Supplied information:
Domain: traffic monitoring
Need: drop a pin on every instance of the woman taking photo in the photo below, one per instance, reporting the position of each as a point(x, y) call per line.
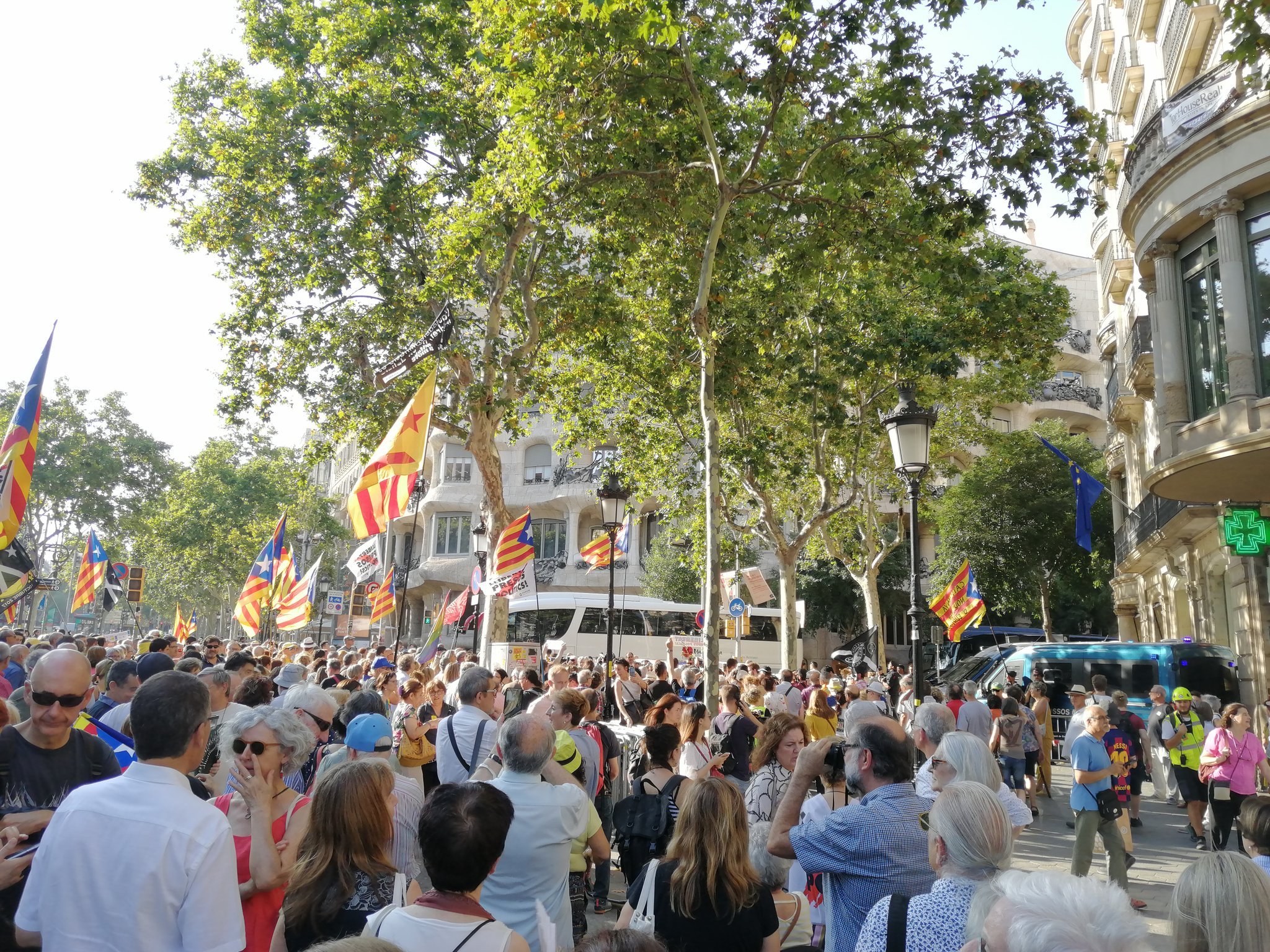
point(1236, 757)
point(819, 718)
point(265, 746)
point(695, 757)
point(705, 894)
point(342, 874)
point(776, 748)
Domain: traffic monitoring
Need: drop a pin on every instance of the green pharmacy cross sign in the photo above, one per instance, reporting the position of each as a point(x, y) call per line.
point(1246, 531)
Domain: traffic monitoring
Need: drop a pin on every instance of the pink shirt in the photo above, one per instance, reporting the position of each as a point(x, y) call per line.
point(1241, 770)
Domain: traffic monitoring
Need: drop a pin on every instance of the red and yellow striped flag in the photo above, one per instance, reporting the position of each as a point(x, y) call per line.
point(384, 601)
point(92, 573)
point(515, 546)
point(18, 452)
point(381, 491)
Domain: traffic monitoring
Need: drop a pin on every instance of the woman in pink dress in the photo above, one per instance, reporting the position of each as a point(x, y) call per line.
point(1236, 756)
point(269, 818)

---

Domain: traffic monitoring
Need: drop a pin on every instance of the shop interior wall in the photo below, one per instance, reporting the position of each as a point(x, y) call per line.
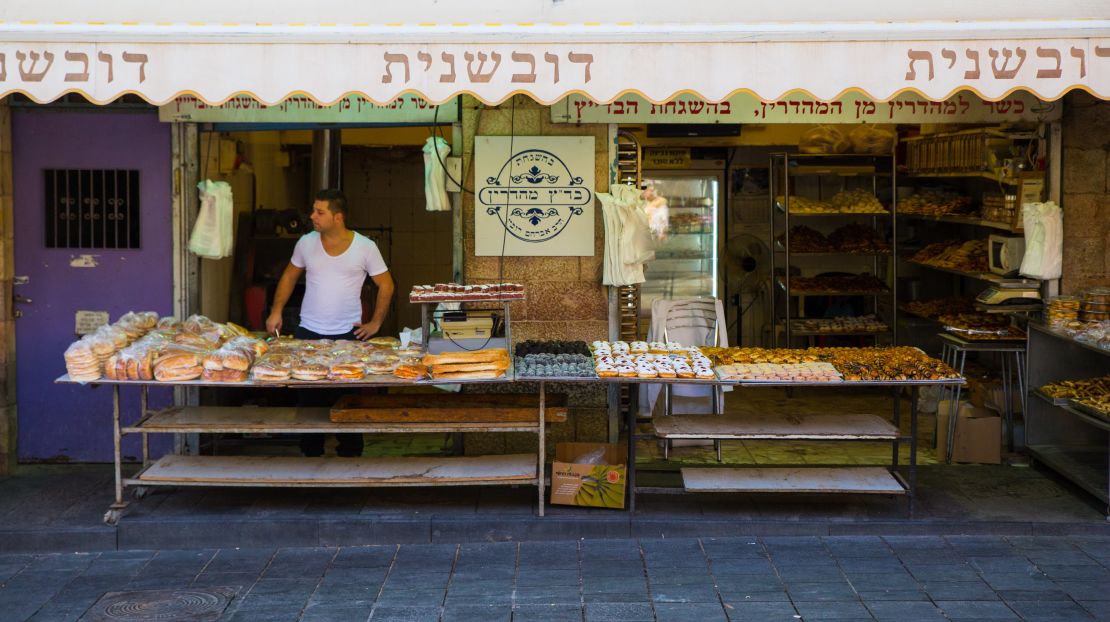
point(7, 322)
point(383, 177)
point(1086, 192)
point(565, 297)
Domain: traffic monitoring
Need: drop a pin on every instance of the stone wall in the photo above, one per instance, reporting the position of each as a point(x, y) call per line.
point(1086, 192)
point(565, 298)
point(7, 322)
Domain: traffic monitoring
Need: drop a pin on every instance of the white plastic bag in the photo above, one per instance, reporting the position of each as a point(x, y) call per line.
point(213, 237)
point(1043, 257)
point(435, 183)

Instruction: Please state how many lines in the records above contain the string "call", counting only matches with the same case.

Answer to this exercise: 8